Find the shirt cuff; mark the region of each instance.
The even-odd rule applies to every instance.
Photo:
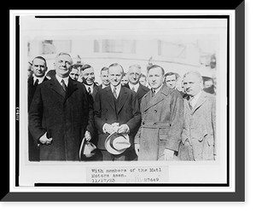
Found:
[[[105,126],[106,126],[106,125],[107,125],[107,124],[105,124],[103,125],[103,127],[102,127],[102,131],[103,131],[104,134],[106,134],[106,132],[107,132],[106,130],[105,130]]]

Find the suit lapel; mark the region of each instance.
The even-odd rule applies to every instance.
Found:
[[[199,108],[206,101],[207,98],[207,95],[206,92],[202,91],[201,94],[200,95],[199,99],[197,100],[194,108],[192,109],[192,112],[194,113],[195,111]]]
[[[109,105],[111,106],[111,107],[113,110],[115,110],[114,102],[113,102],[113,95],[112,94],[110,86],[106,88],[105,93],[106,93],[106,99],[108,100]]]
[[[121,87],[121,90],[119,96],[119,108],[117,110],[117,113],[120,112],[121,108],[123,107],[124,104],[126,101],[127,97],[128,97],[128,91],[125,89],[125,88]]]
[[[68,78],[68,84],[66,91],[65,101],[78,89],[76,82],[73,81],[70,78]]]
[[[154,96],[152,97],[152,90],[150,89],[149,93],[148,93],[148,95],[149,96],[149,98],[151,97],[151,99],[146,106],[145,110],[148,110],[148,108],[162,101],[166,97],[167,90],[167,86],[166,87],[166,85],[163,84],[162,88],[158,91],[158,93],[156,93]]]
[[[61,83],[58,82],[57,78],[55,76],[53,76],[50,81],[51,89],[56,93],[58,93],[60,95],[61,95],[63,98],[65,98],[66,93],[63,90]]]

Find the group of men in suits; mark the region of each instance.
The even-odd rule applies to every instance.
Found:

What is required:
Please rewrite all of the material above with "region" changed to "area" and everything else left the same. Leave out the pictures.

Answer:
Find the shirt cuff; mark the area of each instance.
The even-odd rule applies to every instance.
Photo:
Found:
[[[105,126],[106,126],[106,125],[107,125],[107,124],[105,124],[103,125],[103,127],[102,127],[102,131],[103,131],[104,134],[106,134],[106,132],[107,132],[106,130],[105,130]]]

Find the suit lapel; mark the area of each instance.
The even-odd rule applies to every instance.
Found:
[[[199,108],[206,101],[207,98],[207,95],[206,92],[202,91],[201,94],[200,95],[199,99],[197,100],[194,108],[192,109],[192,112],[194,113],[195,111]]]
[[[109,105],[111,106],[111,107],[113,110],[115,110],[114,102],[113,102],[113,95],[112,94],[110,86],[106,88],[105,93],[106,93],[106,99],[108,100]]]
[[[121,87],[121,90],[119,96],[119,108],[117,110],[117,113],[120,112],[121,108],[123,107],[124,104],[126,101],[127,97],[128,97],[128,91],[125,89],[125,88]]]
[[[68,78],[68,84],[66,91],[65,101],[78,89],[76,82],[73,81],[70,78]]]
[[[154,96],[152,97],[152,90],[150,89],[149,93],[148,93],[148,95],[149,96],[149,98],[151,97],[151,99],[146,106],[145,110],[148,110],[148,108],[162,101],[166,97],[167,90],[167,86],[166,87],[166,85],[163,84],[162,88],[158,91],[158,93],[156,93]]]
[[[61,83],[58,82],[57,78],[55,76],[53,76],[50,81],[51,89],[56,93],[58,93],[60,95],[61,95],[63,98],[65,98],[66,93],[63,90]]]

Find the group of men in suits; mark the area of each instance.
The even-odd rule applies to every instance.
Found:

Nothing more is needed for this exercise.